CPU Scheduling Algorithms

Updated: May 16, 2026
35 min read

# CHAPTER 7

CPU Scheduling Algorithms

1. Introduction

At any given moment, your computer might have 200 processes in the "Ready" state, all waiting to use the CPU. If you only have a 4-core processor, only 4 processes can run at once. Who gets to go first? Who gets kicked out if a more important task arrives? The Operating System component responsible for making these split-second decisions is the CPU Scheduler. Designing a fair and efficient scheduler is one of the most mathematically complex challenges in Computer Science. If the scheduler makes bad decisions, the mouse cursor lags, audio stutters, and the system feels sluggish. In this chapter, we will explore the core mathematics of Operating Systems: CPU Scheduling Algorithms. We will calculate execution times for First-Come First-Served (FCFS), Shortest Job First (SJF), and the modern standard, Round Robin.

2. Learning Objectives

By the end of this chapter, you will be able to:
  • Define the primary goals of CPU Scheduling (Max throughput, min wait time).
  • Distinguish between Preemptive and Non-Preemptive scheduling.
  • Calculate Turnaround Time and Waiting Time for various processes.
  • Simulate the First-Come First-Served (FCFS) and Shortest Job First (SJF) algorithms.
  • Explain the Time Quantum mechanic in the Round Robin (RR) algorithm.

3. Preemptive vs. Non-Preemptive Scheduling

Schedulers are categorized by how aggressive they are:
  • Non-Preemptive (Polite): Once a process is given the CPU, it keeps the CPU until it voluntarily finishes its job or asks for I/O. The OS cannot force it off the CPU. (Used in old batch systems; terrible for modern PCs).
  • Preemptive (Aggressive): The OS can violently interrupt a running process, kick it off the CPU, and give the CPU to someone else based on a timer or priority rule. (This is how all modern operating systems work).

4. Scheduling Metrics (How we grade them)

To judge if an algorithm is "good," we use specific math metrics:
  • Arrival Time: The exact millisecond the process enters the "Ready" queue.
  • Burst Time: Exactly how many milliseconds of CPU time the process needs to finish its math.
  • Turnaround Time: Total time from arrival to completion. *(Completion Time - Arrival Time)*.
  • Waiting Time: Total time the process spent sitting in the queue doing nothing. *(Turnaround Time - Burst Time)*.

5. Algorithm 1: First-Come First-Served (FCFS)

This is the simplest algorithm. Whoever gets in line first, goes first.
  • Type: Non-Preemptive.
  • The Problem: The "Convoy Effect." If Process A takes 100 seconds to finish, and Process B only takes 1 second, Process B has to wait an agonizing 100 seconds just to do 1 second of work. FCFS is terribly inefficient for interactive systems.

▶ [GIVEN RECORDS]
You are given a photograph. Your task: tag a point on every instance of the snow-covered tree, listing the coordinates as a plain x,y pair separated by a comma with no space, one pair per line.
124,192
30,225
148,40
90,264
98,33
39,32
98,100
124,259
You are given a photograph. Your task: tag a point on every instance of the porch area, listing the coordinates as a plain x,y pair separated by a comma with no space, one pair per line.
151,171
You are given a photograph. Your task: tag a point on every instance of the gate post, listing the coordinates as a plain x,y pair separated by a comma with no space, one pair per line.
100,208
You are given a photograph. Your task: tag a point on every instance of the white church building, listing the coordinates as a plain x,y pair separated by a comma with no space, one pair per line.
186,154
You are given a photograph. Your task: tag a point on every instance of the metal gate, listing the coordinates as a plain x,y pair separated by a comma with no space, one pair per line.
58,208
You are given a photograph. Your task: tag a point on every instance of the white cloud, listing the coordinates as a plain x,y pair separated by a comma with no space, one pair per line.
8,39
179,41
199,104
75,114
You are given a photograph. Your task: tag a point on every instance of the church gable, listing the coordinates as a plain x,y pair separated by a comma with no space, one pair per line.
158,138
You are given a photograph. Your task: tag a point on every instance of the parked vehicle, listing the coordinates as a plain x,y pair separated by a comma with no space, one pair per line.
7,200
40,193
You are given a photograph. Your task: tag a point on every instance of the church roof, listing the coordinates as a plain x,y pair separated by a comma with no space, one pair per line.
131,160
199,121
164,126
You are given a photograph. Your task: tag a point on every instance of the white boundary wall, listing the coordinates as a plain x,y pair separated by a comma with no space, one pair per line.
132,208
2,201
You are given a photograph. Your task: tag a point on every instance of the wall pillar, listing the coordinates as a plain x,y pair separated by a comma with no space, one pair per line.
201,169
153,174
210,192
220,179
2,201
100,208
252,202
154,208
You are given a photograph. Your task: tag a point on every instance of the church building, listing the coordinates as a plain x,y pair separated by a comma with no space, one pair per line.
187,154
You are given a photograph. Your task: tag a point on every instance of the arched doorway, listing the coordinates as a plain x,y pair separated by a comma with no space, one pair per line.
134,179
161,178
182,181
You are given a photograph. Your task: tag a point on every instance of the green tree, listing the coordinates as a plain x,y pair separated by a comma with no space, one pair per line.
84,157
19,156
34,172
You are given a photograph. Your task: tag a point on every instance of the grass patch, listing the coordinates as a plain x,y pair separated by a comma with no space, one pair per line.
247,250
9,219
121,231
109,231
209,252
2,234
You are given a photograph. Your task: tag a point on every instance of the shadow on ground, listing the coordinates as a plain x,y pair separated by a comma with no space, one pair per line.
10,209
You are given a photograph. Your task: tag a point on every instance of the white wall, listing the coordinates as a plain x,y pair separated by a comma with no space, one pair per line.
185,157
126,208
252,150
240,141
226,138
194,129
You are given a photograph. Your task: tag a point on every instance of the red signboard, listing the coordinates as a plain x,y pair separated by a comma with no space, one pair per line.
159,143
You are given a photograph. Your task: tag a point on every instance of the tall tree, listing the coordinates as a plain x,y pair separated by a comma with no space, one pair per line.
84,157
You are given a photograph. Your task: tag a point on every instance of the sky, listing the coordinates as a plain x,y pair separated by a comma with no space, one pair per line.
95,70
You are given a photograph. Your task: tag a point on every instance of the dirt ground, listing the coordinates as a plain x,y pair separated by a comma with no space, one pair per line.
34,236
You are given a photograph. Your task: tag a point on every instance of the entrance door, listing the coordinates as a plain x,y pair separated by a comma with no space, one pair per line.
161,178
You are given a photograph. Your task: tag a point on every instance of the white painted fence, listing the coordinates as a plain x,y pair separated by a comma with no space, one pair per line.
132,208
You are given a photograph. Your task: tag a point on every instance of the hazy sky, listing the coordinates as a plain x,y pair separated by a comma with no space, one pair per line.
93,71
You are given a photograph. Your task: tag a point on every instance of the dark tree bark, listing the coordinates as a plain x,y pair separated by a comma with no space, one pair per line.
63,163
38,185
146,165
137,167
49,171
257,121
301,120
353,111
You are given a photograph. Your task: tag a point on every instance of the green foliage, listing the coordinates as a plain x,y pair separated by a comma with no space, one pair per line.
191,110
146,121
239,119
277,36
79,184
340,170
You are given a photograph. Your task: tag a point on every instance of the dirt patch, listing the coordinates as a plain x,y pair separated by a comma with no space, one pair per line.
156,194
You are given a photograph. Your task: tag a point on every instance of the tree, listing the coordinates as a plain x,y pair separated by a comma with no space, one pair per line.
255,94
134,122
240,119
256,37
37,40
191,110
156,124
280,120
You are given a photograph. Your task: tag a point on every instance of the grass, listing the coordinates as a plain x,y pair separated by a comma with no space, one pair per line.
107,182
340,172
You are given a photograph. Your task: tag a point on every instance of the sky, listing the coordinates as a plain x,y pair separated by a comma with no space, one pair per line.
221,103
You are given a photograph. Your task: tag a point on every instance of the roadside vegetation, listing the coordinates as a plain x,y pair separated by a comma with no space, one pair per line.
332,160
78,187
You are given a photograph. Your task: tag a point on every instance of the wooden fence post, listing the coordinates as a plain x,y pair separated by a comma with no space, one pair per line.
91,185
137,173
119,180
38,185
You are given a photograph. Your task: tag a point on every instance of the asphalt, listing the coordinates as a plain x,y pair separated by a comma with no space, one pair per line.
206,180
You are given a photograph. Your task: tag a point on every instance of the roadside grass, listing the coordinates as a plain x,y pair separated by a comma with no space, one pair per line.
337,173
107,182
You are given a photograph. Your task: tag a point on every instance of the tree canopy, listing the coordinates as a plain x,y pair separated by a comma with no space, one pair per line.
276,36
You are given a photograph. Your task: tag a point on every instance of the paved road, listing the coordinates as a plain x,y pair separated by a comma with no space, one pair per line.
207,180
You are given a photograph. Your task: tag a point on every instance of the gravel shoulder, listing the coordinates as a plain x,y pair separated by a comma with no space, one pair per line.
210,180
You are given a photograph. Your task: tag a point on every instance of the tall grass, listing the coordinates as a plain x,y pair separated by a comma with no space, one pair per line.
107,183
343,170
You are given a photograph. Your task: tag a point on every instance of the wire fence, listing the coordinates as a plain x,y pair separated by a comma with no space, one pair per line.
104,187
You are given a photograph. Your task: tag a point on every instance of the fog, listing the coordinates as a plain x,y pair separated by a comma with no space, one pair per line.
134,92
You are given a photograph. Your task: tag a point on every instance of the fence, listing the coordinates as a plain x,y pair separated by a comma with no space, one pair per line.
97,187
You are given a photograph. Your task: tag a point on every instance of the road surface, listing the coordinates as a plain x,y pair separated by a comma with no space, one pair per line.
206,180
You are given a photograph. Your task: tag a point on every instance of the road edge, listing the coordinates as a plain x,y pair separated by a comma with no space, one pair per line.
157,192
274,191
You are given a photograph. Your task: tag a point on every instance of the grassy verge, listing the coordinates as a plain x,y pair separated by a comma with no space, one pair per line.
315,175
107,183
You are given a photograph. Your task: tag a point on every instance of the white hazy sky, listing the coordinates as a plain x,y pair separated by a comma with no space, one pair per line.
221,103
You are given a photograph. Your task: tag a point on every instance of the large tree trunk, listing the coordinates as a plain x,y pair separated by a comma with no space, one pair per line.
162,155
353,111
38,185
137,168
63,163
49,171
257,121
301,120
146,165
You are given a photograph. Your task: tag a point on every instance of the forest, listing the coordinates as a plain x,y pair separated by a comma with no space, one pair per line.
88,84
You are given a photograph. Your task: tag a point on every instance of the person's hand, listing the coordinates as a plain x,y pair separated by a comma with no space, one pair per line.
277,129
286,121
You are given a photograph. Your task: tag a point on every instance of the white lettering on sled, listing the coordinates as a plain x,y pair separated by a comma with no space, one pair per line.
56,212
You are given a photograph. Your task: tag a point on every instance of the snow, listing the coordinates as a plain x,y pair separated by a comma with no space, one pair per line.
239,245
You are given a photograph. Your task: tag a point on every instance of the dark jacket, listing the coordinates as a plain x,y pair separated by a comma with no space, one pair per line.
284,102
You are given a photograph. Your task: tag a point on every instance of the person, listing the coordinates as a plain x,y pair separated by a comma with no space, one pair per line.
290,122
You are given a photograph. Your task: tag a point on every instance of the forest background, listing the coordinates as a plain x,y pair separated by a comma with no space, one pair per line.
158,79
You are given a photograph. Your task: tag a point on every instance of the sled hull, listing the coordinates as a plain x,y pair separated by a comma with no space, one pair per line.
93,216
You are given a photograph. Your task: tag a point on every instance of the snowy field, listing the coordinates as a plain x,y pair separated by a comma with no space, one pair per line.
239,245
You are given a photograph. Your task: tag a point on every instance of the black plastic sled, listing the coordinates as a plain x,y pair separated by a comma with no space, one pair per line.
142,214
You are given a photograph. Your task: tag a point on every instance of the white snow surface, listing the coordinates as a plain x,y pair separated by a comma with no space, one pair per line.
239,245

▶ [CHALLENGE 1] Report each line in the records that contains the word "building", copying every such line in full.
▶ [CHALLENGE 2] Extend the chapter on CPU scheduling algorithms, picking up right after its final sentence.

▶ [TASK RESPONSE 1]
You are given a photograph. Your task: tag a point on every instance of the white church building, listing the coordinates as a plain x,y pair separated by a comma with no space, one pair per line.
You are given a photograph. Your task: tag a point on every instance of the church building, listing the coordinates as a plain x,y pair separated by a comma with no space, one pair per line.

▶ [TASK RESPONSE 2]
6. Algorithm 2: Shortest Job First (SJF)

The OS looks at all the processes in the queue and picks the one with the shortest Burst Time to go next.
  • Type: Can be Preemptive or Non-Preemptive.
  • The Benefit: It mathematically guarantees the lowest average waiting time of any algorithm!
  • The Problem: "Starvation." If a massive 100-second video rendering job enters the queue, but tiny 1-second background tasks keep arriving, the OS will *always* pick the 1-second tasks. The heavy video job will "starve" and never get executed!

7. Algorithm 3: Round Robin (RR)

This is the foundation of modern Time-Sharing operating systems. The OS gives every single process a strict time limit called a Time Quantum (e.g., 10 milliseconds).
  • How it works: Process A gets 10ms. Even if Process A isn't finished, the OS forcibly kicks it off the CPU (Preemption), puts it at the back of the line, and gives Process B 10ms.
  • The Benefit: It guarantees fairness. No process ever starves. The system feels highly responsive to the human user.
  • The Problem: If the Time Quantum is too small (e.g., 1ms), the CPU spends 90% of its time Context Switching instead of actually doing work.

8. Diagrams/Visual Suggestions

*Visual Concept: The Gantt Chart* Operating Systems use Gantt Charts to visualize scheduling. Draw a horizontal bar representing the CPU timeline from 0ms to 20ms.
  • FCFS Chart: Process 1 (P1) is a massive block from 0 to 15. Process 2 (P2) is a tiny block from 15 to 16.
  • Round Robin Chart (Quantum = 5ms): P1 runs 0-5. P2 runs 5-6 (finishes early). P1 runs 6-11. P1 runs 11-16.
This visually demonstrates how Round Robin chops massive jobs into pieces to ensure smaller jobs don't wait forever.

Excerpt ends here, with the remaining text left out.